Work to do:
**1.** In the systolic arrays thread, repeat the passage between "I have not yet" and "further guidance :)", inclusive.
**2.** According to the systolic arrays thread, why does illuhad suggest focusing initially on the generic single-pass compiler? Answer in one to three sentences.

Skip to content
New issue

Have a question about this project? Sign up for a free GitHub account to open an issue and contact its maintainers and the community.

By clicking “Sign up for GitHub”, you agree to our terms of service and privacy statement. We’ll occasionally send you account related emails.

Already on GitHub? Sign in to your account

Can we use systolic arrays in this implementation? #1404

Open
chsasank opened this issue Mar 13, 2024 · 9 comments
Open

Can we use systolic arrays in this implementation? #1404

chsasank opened this issue Mar 13, 2024 · 9 comments
Labels
discussion General discussion about something

Comments

@chsasank
Copy link
Contributor

Congrats on your release!

I am wondering if your implementation allows me to use systolic arrays (tensor cores or xmx engines or matrix cores in diff gpu implementations)? Intel's implementation has this extension to support these from all vendors.

I think having support for these is very important for performance of matrix multiplication and highly quantized implementations.

@chsasank chsasank added the discussion General discussion about something label Mar 13, 2024
@illuhad
Copy link
Collaborator

illuhad commented Mar 13, 2024

I don't think we have a "nice interface" for this functionality, but it should be possible to call backend builtins for this purpose if backends have them. How exactly this would look like depends on the compilation flow you want to use.

I have not yet looked at the Intel extension in depth, but in my experience Intel extensions are not always designed with the goal of being implementable by other implementations. So it's possible we might need a different interface.

If you want to work on building this "nice interface", I can provide further guidance :)

@chsasank
Copy link
Contributor Author

chsasank commented Mar 13, 2024 via email

@illuhad
Copy link
Collaborator

illuhad commented Mar 13, 2024

That's great :)

Firstly be aware that AdaptiveCpp supports multiple compilation flows as outlined here: https://github.com/AdaptiveCpp/AdaptiveCpp/blob/develop/doc/compilation.md

The most important one is the generic single-pass compiler, which is our default and most powerful compiler. So it would probably be a good idea to focus on that one initially.

For the generic compiler, in the best case, we won't need any new compiler magic.

Data:
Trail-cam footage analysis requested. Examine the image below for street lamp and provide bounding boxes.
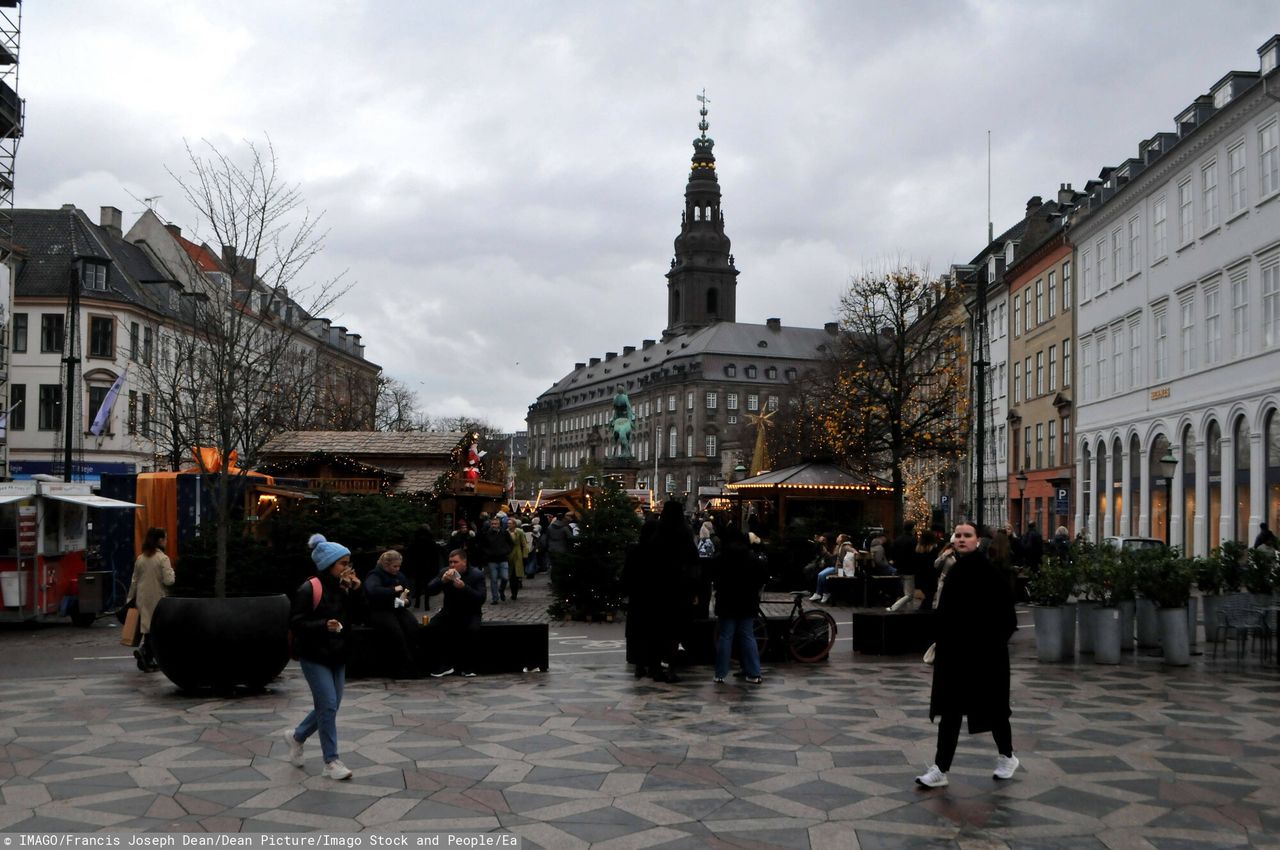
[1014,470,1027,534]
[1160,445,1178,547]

Exercise answers:
**1.**
I have not yet looked at the Intel extension in depth, but in my experience Intel extensions are not always designed with the goal of being implementable by other implementations. So it's possible we might need a different interface.

If you want to work on building this "nice interface", I can provide further guidance :)

**2.** The generic single-pass compiler is the most important of AdaptiveCpp's compilation flows, since it is the default and the most powerful compiler. For that reason, illuhad suggests it would probably be a good idea to focus on it initially.